Jumat, 02 Agustus 2013

malu makan bekal




tulisan ini berawal dari sebuah keprihatinan. ada hal yang mengakar dari dalam diri sehingga seseorang bisa merasakan malu. karena sudah jadi akar, maka hal ini agak sulit diurai, sebab seringkali menimbulkan pedih dan bekas memar. ibu saya menyebutnya njarem..
nyeri akan rasa malu susah hilang, tapi bukan berarti kita tak dapat mengusahakan sesuatu.
kali ini cerita kita soal bekal makanan.
suatu hari saya dan beberapa teman mengadakan reuni kecil. acara tersebut akan dilangsungkan di sebuah mall yang sudah disepakati bersama. saya tak bisa menganjurkan piknik ke ragunan atau piknik di taman manapun atau museum manapun untuk rendezvous kali itu. sebabnya banyak, di antaranya, enggak banyak orang punya pikiran seperti saya, yang suka main ke museum atau taman atau piknik bawa bekal sendiri. orang akan merasa repot untuk menyiapkan dan membawa bekal sendiri, merasa repot bila berpeluh dan tubuh kepanasan – padahal cara tubuh mendinginkan diri sendiri dengan berpeluh, merasa repot karena.. ya merasa repot saja. dan saya harus menghargai itu, minat orang berbeda.
menentukan di restoran mana kami akan bertemu pun memakan waktu tak sebentar. saya menyimak dari kejauhan, membiarkan komentar demi komentar berlangsung sampai gak ada yang komen lagi. akhirnya saya menyarankan ketemunya di foodcourt saja, sebabnya ada anak-anak kecil yang sedang senang lari-lari – makan di restoran tentu membatasi gerak itu, hal yang kedua adalah tak semua keinginan makan kita bisa terpenuhi kalau yang satu pingin makan itu dan yang satu pingin makan ini, sehingga foodcourt ideal dan praktis untuk kebutuhan banyak orang, karena menyediakan ruang untuk kita makan dan ngobrol panjang.
saya sering lupa bahwa berapapun usia kalian, ketika bertemu lagi dengan kawan sebaya, kamu hampir selalu merasa bukan berada di umurmu yang sekarang, melainkan tetap berada pada umur di mana kalian pertama kali berjumpa. tiba-tiba kami jadi remaja lagi.
buat saya – saya gak perlu urusin kata orang – foodcourt adalah ruang yang disediakan untuk kita makan. kalau mampu beli makanan yang ada di area tersebut ya silahkan. tapi numpang duduk untuk makan bekal sendiri seharusnya tak jadi masalah. tak perlu malu untuk bawa makanan sendiri dan memakannya. kecuali memang ada tulisannya : dilarang membawa makanan dan minum dari luar.
ada yang salah kaprah dalam kebiasaan kita menjatuhkan sangkaan.
orang mungkin menyangka mereka yang membawa bekal makanan sendiri dan makan di food court adalah mereka yang miskin, atau pelit, atau hemat. padahal ada banyak hal di luar itu.

# CUPLIKAN DAFTAR
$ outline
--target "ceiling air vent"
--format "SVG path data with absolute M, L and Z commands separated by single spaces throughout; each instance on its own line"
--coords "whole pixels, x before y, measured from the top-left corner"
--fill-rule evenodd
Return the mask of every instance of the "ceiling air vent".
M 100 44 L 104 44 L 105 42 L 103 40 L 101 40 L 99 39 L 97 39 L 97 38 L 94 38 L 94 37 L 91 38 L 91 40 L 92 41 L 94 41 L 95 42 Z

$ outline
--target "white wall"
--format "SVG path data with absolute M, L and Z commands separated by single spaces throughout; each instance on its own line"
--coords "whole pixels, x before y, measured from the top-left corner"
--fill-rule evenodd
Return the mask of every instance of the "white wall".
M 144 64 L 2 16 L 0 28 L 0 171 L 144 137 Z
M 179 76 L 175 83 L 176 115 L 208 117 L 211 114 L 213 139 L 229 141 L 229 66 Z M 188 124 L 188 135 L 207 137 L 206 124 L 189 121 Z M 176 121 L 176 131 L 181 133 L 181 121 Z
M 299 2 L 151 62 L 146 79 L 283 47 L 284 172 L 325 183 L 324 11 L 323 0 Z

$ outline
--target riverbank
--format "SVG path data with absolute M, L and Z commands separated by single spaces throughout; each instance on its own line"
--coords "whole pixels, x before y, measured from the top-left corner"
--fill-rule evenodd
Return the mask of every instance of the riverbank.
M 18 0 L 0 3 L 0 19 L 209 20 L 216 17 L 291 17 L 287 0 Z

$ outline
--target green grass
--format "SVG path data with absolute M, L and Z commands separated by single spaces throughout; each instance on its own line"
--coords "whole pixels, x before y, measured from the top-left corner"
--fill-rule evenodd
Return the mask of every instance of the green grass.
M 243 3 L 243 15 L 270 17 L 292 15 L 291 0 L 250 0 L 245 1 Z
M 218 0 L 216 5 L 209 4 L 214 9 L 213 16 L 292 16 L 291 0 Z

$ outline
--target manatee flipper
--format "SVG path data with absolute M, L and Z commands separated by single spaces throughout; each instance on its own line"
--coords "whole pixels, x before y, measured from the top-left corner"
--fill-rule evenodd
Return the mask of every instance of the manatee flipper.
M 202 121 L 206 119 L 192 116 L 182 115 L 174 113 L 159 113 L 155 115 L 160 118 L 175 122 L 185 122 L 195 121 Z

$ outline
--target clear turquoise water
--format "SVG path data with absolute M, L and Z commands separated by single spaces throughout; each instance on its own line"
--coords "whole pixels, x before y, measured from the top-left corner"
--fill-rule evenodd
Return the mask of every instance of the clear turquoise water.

# TUGAS LATIHAN 1
Menurut tulisan tentang malu makan bekal, apa saja sangkaan orang terhadap mereka yang membawa bekal makanan sendiri dan makan di food court?
# TUGAS LATIHAN 2
Salin dengan tepat bagian tulisan tentang malu makan bekal mulai dari "saya sering lupa" sampai dengan "jadi remaja lagi.".

# JAWABAN 1
miskin, pelit, hemat

# JAWABAN 2
saya sering lupa bahwa berapapun usia kalian, ketika bertemu lagi dengan kawan sebaya, kamu hampir selalu merasa bukan berada di umurmu yang sekarang, melainkan tetap berada pada umur di mana kalian pertama kali berjumpa. tiba-tiba kami jadi remaja lagi.